* **Texte à lire**
== == ==
Pendant une bonne partie de notre détention, ils nous ont maintenus à genoux. Ils nous ont d’abord laissés comme ça pendant 8 heures. Puis pour la nuit, ils nous ont couchés sur le ventre dans un gymnase. Il faisait très frais, et nous étions tous en short, en t-shirt ou même sans vêtements.
Le lendemain après-midi, ils nous ont de nouveau mis dans un fourgon où nous étions serrés les uns contre les autres. On se cognait la tête contre les parois du véhicule à chaque bosse ou virage. Ils nous ont emmenés vers le Centre pour l’isolement des délinquants, situé rue B*** à Minsk. J’ai été tout de suite mis à genoux sur le sol, pendant au moins une heure. Ensuite, nous sommes entrés dans la cour intérieure, et nous avons dû passer le long d’une file de policiers anti-émeutes, munis de matraques. On était dans une simple « cour » de 9 mètres sur 6, surmontée d’un grillage, tous entassés les uns contre les autres.
== == ==
* **Informations présentées**
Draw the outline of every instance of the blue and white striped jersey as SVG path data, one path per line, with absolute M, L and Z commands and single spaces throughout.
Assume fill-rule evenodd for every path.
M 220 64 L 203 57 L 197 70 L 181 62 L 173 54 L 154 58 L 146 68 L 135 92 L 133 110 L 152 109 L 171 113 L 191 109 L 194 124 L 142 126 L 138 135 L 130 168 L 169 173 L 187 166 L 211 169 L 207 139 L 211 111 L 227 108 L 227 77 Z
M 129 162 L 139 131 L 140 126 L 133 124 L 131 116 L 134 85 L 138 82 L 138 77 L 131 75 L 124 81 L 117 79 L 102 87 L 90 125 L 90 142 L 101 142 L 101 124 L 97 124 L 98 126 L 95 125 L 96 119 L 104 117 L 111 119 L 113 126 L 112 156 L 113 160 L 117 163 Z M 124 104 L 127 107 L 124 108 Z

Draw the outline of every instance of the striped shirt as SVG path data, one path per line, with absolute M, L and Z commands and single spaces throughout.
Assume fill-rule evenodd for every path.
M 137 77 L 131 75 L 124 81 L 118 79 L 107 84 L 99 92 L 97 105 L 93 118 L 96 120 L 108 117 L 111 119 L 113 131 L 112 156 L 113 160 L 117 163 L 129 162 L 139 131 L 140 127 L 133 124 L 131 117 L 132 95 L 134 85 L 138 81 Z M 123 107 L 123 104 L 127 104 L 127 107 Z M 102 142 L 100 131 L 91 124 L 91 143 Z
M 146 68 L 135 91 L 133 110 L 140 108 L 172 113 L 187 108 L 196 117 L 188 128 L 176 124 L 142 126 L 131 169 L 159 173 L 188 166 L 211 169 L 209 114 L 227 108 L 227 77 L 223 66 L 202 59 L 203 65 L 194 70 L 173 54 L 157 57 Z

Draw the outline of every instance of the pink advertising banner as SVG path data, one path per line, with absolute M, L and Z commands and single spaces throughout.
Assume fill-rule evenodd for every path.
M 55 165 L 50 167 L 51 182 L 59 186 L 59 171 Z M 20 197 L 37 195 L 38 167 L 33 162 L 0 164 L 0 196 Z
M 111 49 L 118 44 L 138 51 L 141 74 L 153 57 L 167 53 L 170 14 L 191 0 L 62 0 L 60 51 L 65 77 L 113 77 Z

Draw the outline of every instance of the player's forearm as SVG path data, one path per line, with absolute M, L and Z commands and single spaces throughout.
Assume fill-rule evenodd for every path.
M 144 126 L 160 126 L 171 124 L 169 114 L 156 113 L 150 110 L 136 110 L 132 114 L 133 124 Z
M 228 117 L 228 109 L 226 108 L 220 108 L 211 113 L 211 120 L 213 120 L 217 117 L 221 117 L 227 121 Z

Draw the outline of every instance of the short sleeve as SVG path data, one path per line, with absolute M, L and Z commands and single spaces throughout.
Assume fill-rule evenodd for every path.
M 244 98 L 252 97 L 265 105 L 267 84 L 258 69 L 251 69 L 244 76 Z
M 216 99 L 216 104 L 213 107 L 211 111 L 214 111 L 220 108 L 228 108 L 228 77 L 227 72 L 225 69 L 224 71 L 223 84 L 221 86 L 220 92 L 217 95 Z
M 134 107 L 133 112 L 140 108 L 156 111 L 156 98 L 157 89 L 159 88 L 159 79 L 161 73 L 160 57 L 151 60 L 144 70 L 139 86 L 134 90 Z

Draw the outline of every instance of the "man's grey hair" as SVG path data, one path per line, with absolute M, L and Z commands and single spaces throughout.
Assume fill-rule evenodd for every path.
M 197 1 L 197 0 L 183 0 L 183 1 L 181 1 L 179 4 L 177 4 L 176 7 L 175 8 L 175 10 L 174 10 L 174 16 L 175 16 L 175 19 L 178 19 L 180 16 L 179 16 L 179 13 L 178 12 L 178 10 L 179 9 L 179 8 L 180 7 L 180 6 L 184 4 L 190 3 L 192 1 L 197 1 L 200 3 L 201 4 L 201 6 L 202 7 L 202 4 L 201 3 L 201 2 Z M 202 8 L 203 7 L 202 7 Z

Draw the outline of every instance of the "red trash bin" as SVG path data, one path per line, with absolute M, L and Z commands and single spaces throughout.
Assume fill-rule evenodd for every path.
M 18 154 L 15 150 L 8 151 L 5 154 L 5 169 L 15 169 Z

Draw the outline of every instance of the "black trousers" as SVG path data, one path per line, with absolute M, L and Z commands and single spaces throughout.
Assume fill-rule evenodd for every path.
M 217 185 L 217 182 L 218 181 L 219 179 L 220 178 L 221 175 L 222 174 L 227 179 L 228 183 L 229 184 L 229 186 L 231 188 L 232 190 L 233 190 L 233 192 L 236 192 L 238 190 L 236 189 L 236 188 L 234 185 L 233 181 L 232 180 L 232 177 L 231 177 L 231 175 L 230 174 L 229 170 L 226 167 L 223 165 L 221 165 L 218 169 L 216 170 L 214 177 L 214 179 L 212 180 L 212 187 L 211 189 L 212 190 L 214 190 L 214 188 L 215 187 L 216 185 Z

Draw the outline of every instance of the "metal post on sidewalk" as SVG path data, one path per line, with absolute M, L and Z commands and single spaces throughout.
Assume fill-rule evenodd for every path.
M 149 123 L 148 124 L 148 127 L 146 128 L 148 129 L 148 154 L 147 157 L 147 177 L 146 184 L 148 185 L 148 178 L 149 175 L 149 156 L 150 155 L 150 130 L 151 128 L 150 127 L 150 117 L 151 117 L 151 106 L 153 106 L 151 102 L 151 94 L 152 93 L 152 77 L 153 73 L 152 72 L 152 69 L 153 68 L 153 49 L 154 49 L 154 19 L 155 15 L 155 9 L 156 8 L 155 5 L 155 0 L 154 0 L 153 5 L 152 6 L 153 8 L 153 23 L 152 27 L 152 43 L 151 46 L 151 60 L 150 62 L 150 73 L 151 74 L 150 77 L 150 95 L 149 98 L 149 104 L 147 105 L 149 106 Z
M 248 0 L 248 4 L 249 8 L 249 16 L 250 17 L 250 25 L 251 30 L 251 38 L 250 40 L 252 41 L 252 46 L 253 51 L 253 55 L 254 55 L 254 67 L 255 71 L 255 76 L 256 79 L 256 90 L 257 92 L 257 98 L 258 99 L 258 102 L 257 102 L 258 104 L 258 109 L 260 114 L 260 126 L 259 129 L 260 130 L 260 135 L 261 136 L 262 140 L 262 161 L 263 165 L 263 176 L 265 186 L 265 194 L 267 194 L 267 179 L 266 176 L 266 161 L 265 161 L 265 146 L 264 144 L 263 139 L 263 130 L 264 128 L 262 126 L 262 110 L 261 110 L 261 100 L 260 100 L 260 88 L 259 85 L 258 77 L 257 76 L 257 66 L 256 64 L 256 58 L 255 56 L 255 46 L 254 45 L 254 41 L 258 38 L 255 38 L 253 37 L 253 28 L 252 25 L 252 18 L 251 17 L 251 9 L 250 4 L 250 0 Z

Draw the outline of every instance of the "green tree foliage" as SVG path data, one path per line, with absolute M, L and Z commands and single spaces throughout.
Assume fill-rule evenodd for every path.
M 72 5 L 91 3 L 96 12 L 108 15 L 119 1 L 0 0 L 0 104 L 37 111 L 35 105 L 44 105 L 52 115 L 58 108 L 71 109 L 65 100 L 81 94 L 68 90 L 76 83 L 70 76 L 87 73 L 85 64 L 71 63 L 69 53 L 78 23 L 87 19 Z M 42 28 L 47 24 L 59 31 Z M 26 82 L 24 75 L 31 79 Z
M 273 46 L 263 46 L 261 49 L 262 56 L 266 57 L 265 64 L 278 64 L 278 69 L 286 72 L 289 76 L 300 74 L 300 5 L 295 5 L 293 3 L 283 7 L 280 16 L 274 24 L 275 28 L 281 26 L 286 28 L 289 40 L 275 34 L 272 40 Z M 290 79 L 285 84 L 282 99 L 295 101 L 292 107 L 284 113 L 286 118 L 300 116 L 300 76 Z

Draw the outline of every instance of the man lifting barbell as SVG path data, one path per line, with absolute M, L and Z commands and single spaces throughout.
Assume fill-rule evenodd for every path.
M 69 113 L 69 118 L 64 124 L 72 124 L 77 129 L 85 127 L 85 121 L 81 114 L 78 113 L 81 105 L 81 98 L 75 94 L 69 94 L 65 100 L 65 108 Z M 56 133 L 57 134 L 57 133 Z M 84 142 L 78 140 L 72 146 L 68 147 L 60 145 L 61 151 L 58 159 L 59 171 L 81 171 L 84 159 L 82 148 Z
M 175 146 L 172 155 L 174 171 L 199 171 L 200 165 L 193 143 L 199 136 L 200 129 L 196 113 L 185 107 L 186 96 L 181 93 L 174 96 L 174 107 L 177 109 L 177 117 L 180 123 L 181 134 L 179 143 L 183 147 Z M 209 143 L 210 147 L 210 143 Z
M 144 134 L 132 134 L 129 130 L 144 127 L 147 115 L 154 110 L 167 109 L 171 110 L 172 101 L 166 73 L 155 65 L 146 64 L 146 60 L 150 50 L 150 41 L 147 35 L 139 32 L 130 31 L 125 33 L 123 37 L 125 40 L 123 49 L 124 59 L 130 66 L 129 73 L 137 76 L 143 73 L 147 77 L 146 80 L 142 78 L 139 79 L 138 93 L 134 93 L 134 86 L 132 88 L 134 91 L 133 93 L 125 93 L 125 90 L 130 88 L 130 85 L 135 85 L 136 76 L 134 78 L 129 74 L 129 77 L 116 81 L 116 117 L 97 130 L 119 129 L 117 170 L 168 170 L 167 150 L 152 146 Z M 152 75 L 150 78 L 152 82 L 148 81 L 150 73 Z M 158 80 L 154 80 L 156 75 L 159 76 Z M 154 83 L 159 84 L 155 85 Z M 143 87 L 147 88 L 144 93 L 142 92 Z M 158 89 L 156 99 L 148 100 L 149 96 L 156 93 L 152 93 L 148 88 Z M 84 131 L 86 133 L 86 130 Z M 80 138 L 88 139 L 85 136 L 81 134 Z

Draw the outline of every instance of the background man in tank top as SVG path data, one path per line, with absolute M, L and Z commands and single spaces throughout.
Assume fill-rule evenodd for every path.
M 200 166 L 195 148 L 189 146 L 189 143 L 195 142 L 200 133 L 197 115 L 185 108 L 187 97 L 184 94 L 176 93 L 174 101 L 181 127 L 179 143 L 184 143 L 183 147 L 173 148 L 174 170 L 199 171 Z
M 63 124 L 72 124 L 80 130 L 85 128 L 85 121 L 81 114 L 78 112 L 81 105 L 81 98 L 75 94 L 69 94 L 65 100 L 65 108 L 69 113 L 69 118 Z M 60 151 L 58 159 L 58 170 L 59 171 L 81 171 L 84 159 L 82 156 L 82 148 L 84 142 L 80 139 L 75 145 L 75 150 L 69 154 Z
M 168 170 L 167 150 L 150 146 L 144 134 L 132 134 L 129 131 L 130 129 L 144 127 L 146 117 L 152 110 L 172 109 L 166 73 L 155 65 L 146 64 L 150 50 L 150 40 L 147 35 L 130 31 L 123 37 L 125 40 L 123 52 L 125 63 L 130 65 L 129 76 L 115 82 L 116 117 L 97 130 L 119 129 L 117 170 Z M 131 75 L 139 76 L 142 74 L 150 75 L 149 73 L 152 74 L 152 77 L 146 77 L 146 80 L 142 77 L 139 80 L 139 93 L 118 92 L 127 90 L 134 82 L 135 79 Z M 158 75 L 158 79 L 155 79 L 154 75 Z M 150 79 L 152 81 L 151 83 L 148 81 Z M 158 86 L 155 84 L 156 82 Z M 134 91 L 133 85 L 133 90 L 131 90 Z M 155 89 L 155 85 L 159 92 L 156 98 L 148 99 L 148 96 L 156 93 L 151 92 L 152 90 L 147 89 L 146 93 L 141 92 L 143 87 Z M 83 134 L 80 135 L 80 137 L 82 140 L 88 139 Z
== == ==
* **Objectif visé**
D’après le texte à lire, quelles étaient les dimensions de la cour où les détenus se trouvaient entassés ? Veuillez vous fonder uniquement sur le texte à lire.

* **Solution proposée**
Elle mesurait 9 mètres sur 6.